▶ [Task goal]:
Copy the material word for word, from its first line through the line holding "(1203, 534)", inclusive, and omit the pictures.

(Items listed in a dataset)

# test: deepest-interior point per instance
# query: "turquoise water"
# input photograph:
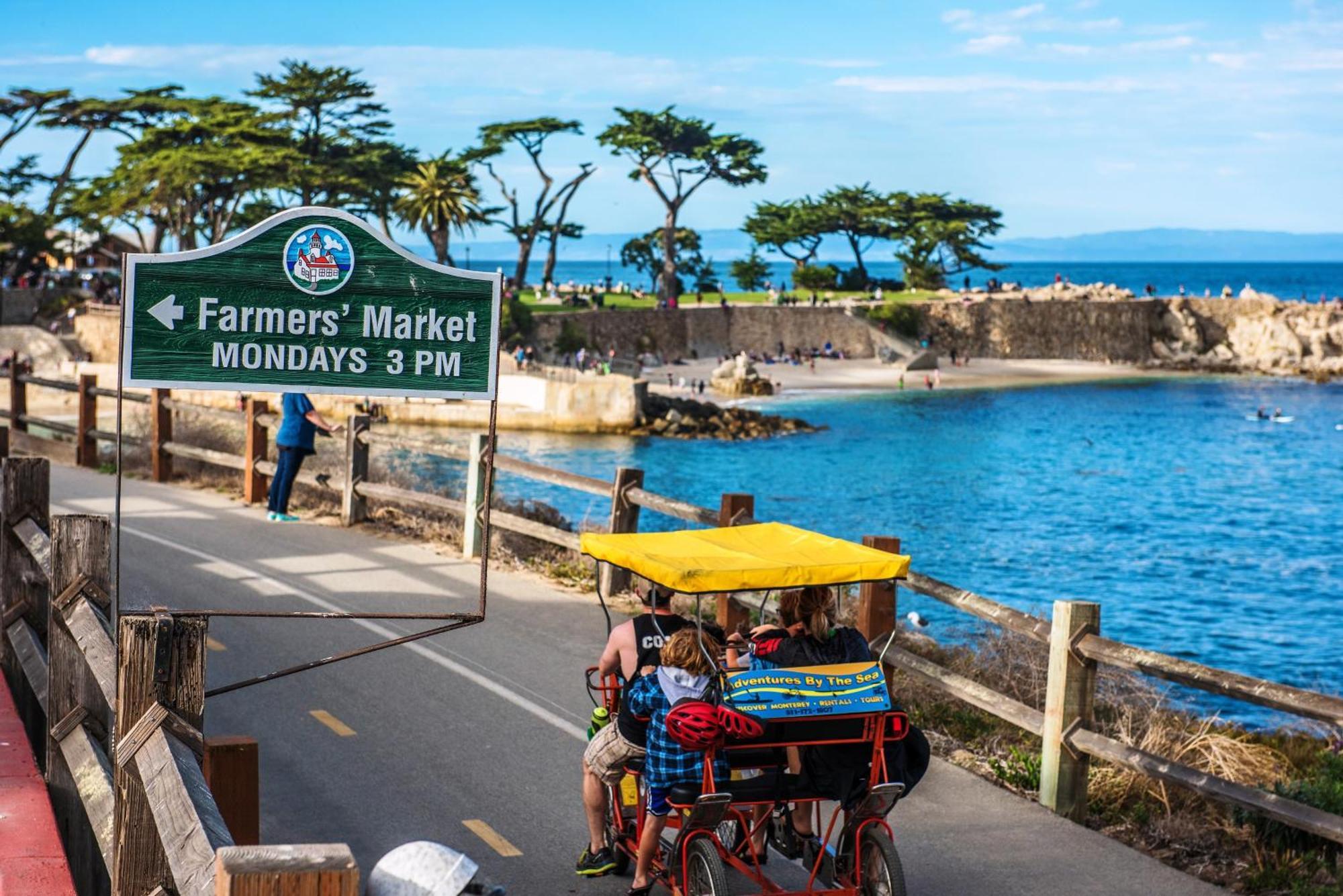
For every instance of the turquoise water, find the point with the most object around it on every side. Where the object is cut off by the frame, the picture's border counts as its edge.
(1203, 534)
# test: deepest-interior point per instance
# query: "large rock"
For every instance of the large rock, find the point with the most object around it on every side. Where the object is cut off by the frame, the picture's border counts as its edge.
(739, 377)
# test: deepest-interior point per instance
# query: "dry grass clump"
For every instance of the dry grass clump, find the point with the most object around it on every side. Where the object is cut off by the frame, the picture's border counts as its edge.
(1204, 744)
(1178, 827)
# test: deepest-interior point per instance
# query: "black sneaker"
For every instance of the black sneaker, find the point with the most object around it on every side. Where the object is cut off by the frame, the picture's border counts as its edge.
(596, 864)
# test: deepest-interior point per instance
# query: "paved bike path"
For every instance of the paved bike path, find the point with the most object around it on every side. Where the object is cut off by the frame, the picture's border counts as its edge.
(473, 738)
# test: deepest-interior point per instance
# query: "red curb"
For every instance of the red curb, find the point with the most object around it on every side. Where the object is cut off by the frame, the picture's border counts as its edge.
(33, 862)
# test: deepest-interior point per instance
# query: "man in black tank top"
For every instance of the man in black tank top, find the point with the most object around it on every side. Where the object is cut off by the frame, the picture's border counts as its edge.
(633, 646)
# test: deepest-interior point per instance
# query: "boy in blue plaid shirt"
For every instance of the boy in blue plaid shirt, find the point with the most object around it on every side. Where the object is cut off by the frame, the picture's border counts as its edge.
(686, 673)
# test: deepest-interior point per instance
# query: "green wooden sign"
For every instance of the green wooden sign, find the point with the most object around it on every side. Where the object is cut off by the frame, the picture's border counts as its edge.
(312, 299)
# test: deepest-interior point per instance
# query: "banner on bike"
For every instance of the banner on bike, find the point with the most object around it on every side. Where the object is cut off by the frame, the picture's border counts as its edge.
(812, 691)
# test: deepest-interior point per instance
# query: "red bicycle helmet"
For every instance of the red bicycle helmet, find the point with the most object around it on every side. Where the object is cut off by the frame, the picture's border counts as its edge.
(695, 725)
(739, 726)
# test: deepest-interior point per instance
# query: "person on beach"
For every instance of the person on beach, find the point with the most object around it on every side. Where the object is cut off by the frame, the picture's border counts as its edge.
(295, 442)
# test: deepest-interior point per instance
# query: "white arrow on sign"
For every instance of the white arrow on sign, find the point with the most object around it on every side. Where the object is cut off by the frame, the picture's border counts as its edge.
(169, 311)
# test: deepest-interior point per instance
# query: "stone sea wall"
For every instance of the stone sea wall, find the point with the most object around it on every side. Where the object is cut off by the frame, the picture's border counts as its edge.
(712, 332)
(1234, 336)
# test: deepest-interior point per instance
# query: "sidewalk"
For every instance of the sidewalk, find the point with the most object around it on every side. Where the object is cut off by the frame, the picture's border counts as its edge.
(33, 862)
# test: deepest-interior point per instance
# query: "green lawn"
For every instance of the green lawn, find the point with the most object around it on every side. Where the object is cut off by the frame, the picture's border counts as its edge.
(627, 301)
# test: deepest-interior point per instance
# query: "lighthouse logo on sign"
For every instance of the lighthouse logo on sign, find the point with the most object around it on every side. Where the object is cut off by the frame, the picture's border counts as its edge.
(319, 259)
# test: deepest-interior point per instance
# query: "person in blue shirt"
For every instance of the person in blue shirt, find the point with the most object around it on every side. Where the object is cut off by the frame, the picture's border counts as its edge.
(686, 673)
(295, 442)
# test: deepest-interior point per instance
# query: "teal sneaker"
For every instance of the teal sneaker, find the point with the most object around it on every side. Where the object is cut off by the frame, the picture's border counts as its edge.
(596, 864)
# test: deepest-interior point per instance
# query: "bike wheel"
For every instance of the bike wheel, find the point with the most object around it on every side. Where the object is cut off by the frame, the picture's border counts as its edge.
(704, 870)
(880, 873)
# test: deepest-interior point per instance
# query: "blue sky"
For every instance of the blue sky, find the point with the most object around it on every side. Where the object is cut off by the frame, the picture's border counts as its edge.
(1072, 115)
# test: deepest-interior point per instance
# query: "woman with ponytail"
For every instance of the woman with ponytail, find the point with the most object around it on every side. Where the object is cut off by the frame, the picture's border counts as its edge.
(809, 636)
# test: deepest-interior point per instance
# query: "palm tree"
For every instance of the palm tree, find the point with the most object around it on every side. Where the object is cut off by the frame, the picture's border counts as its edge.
(441, 196)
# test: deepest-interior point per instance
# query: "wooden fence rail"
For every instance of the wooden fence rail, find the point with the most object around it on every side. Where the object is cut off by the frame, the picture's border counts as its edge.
(1068, 742)
(143, 816)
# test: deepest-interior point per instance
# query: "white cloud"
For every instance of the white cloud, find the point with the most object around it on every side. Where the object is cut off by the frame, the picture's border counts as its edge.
(992, 43)
(984, 83)
(1023, 19)
(1115, 166)
(1160, 44)
(1067, 48)
(1028, 11)
(1230, 59)
(1315, 60)
(843, 63)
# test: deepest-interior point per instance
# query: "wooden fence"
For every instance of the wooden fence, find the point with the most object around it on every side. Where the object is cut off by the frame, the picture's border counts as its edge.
(139, 817)
(1074, 636)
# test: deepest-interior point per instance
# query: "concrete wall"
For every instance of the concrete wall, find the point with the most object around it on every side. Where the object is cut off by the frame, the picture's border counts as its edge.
(1118, 332)
(712, 332)
(97, 334)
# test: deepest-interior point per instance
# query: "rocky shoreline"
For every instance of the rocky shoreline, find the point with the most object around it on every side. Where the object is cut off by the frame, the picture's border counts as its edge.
(690, 419)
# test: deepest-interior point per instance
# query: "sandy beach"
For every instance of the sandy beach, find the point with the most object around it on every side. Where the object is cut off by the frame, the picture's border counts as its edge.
(871, 375)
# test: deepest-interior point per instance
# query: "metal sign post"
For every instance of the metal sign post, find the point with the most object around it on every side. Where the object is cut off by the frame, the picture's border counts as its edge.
(312, 299)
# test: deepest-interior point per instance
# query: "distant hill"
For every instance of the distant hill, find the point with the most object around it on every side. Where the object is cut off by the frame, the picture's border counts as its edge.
(1174, 244)
(1153, 244)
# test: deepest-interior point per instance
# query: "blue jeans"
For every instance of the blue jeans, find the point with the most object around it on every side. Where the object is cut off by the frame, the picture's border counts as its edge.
(287, 468)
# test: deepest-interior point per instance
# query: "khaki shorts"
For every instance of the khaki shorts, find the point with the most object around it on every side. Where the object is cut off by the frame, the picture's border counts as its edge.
(608, 753)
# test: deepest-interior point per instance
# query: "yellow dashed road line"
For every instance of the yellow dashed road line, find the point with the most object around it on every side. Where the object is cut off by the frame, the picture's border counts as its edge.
(492, 838)
(332, 722)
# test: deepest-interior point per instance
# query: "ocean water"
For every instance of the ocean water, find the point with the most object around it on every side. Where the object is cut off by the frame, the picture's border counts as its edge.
(1201, 534)
(1285, 279)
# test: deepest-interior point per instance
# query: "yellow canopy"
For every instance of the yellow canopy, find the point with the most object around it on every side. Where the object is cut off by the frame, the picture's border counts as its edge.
(743, 558)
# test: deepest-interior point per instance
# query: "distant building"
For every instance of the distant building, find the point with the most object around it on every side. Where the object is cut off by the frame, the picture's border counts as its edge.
(88, 252)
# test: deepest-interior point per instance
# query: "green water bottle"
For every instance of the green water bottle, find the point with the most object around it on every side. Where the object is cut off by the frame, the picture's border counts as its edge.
(601, 718)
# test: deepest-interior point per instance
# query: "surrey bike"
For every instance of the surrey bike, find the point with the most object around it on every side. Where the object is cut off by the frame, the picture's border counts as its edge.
(829, 706)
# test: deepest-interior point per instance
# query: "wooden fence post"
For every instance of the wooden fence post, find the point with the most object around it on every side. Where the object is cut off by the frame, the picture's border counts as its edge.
(160, 432)
(162, 662)
(25, 494)
(18, 395)
(625, 518)
(87, 447)
(354, 507)
(878, 600)
(233, 772)
(1068, 705)
(734, 507)
(476, 497)
(287, 871)
(254, 450)
(81, 573)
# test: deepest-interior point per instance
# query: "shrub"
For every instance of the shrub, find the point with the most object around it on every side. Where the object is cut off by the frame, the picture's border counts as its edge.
(570, 340)
(515, 321)
(1324, 789)
(1020, 769)
(905, 319)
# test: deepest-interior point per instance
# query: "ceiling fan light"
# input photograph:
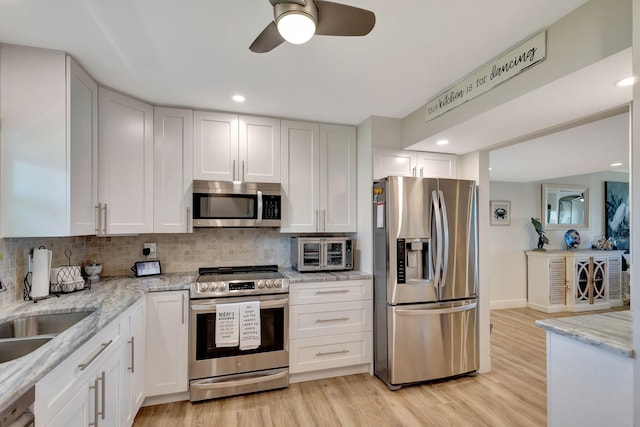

▶ [Complete answer]:
# test: deepest-interior point per instance
# query: "turquoise water"
# input photograph:
For every instance of the turquoise water, find the point with the most object around it on every side. Where the object is cut off by the frame, the picture's border counts as its edge.
(1203, 534)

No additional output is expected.